__OBJETIVO DA TAREFA__:
Traduza para o inglês a frase "Sair da costela, é sair do lado do homem como companheira que caminha lado a lado.", tirada do texto sobre o matrimônio abaixo.

__TRECHO DO DOCUMENTO__:
Então, Jesus os fez recordarem a Lei. Eles sabiam citá-la de cor. Deuteronômio 24,1-4 era uma Lei dura contra a mulher, como dissemos anteriormente. Somente o homem podia divorciar-se. A mulher tinha que assumir uma atitude de passividade. Então, Jesus esclarece: “Foi por causa da dureza do coração de vocês, que Moisés escreveu esse Mandamento. Mas, desde o início da criação, Deus os fez homem e mulher. Por isso, o homem deixará seu pai e sua mãe e os dois serão uma só carne. Portanto, eles já não são dois, mas uma só carne. O que Deus uniu o homem não pode separar” (10,5-9).

Isto conecta com a primeira leitura de hoje, tirada do capítulo 2 do Gênesis, no segundo relato da criação. Embora o texto não seja histórico, mas somente teológico, fala que a mulher foi tirada da costela do homem. Sair da costela, é sair do lado do homem como companheira que caminha lado a lado. Por isso, Jesus alude ao princípio, quando Deus faz homem e mulher em igualdade, caminhando lado a lado.
É a cultura a responsável pelas diferenças entre os seres humanos. Não vem de Deus. Jesus deixa claro que serão os dois uma só carne. Ambos que não podem ser separados por ninguém.

De todos os modos, sabemos que há muitos matrimônios malsucedidos e que o Papa Francisco chegou até convocar um Sínodo sobre a Família para tratar da situação do matrimônio. Esse Sínodo ocorreu depois de ampla consulta ao povo. Podemos ler e meditar a Exortação Apostólica pôs sinodal chamada “Amoris Laetitia”, escrita pelo próprio Papa Francisco após o Sínodo sobre a Família. Está em uma linguagem ao alcance de todas as pessoas. Ali encontramos orientações para os casos de separação e nova união.

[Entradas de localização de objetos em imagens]
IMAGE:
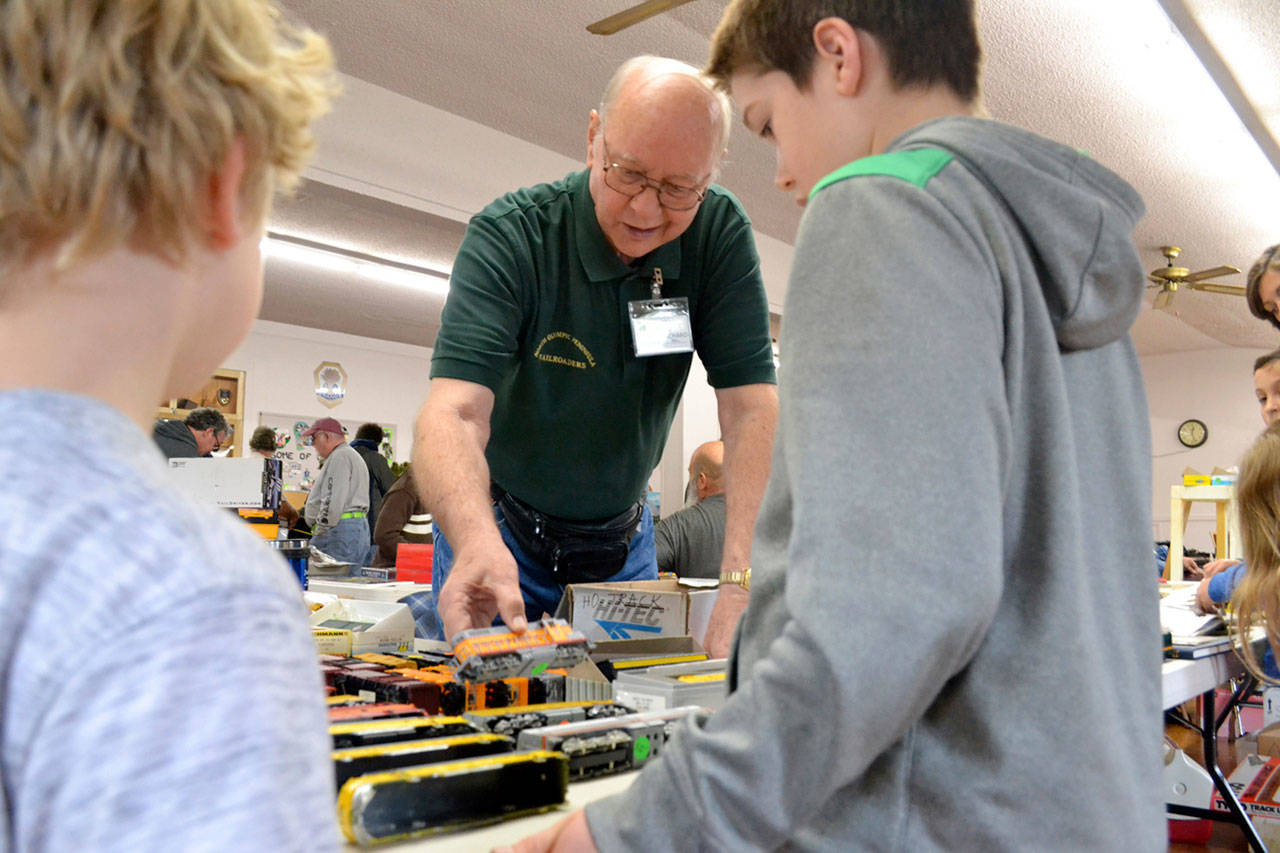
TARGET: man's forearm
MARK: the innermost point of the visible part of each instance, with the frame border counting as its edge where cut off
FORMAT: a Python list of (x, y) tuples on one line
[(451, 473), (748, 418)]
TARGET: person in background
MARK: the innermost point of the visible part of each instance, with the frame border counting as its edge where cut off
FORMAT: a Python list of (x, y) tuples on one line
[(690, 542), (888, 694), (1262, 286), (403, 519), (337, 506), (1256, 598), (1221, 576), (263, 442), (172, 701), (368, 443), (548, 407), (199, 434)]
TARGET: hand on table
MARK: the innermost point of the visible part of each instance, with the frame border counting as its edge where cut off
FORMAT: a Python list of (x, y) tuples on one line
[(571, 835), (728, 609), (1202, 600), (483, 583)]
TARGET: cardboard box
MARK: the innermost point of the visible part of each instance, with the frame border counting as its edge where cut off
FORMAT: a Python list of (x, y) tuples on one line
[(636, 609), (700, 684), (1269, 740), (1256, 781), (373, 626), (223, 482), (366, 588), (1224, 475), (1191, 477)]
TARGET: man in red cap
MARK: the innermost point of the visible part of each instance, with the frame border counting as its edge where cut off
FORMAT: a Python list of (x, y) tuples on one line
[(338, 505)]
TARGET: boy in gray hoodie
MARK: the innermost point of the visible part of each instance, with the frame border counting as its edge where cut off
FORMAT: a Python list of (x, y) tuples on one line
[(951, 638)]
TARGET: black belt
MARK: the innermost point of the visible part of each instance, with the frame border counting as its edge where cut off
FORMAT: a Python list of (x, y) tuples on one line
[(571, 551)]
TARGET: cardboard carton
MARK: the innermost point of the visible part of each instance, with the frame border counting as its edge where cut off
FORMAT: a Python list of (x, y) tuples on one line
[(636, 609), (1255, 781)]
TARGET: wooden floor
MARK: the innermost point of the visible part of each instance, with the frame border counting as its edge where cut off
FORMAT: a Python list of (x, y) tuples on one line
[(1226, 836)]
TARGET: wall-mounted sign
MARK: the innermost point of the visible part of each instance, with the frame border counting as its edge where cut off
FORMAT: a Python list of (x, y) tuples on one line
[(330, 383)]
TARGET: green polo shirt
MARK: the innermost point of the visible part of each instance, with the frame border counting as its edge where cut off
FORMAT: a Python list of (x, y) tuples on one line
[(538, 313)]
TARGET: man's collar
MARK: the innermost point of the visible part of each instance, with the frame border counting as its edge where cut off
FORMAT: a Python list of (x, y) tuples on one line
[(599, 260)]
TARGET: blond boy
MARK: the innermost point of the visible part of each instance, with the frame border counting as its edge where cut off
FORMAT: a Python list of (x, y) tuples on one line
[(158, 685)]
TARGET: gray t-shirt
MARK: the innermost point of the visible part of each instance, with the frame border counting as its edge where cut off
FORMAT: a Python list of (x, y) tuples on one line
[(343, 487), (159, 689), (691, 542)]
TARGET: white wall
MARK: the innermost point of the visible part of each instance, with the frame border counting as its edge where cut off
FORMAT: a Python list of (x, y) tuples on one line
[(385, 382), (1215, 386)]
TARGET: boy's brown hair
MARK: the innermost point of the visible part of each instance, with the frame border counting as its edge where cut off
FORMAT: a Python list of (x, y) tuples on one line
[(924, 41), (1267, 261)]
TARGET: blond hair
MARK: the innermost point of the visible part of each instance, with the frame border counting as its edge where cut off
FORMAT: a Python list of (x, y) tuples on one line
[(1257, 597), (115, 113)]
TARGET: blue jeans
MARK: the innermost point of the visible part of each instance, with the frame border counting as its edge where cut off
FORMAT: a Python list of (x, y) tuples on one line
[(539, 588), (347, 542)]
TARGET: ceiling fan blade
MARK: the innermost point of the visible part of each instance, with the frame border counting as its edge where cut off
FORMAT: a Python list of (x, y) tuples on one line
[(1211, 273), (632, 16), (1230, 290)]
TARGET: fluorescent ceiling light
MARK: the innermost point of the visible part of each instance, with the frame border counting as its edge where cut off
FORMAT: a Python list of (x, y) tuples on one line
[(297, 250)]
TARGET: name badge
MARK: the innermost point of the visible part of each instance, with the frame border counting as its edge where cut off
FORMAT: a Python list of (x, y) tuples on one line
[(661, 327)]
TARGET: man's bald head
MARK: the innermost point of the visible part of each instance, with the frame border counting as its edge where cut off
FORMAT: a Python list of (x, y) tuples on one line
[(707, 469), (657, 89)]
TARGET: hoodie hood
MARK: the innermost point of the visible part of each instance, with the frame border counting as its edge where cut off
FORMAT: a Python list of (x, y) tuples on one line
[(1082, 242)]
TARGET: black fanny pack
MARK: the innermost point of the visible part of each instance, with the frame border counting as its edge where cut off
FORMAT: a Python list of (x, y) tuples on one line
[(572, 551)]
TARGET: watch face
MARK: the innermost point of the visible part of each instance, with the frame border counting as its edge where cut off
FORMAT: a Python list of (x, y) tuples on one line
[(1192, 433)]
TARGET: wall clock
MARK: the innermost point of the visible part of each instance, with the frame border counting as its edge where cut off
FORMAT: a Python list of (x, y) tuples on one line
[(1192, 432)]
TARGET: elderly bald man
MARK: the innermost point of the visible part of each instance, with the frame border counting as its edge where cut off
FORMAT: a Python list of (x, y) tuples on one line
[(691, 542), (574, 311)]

__SOLUÇÃO DO PROBLEMA__:
To come from the rib is to come from the man's side as a companion who walks side by side.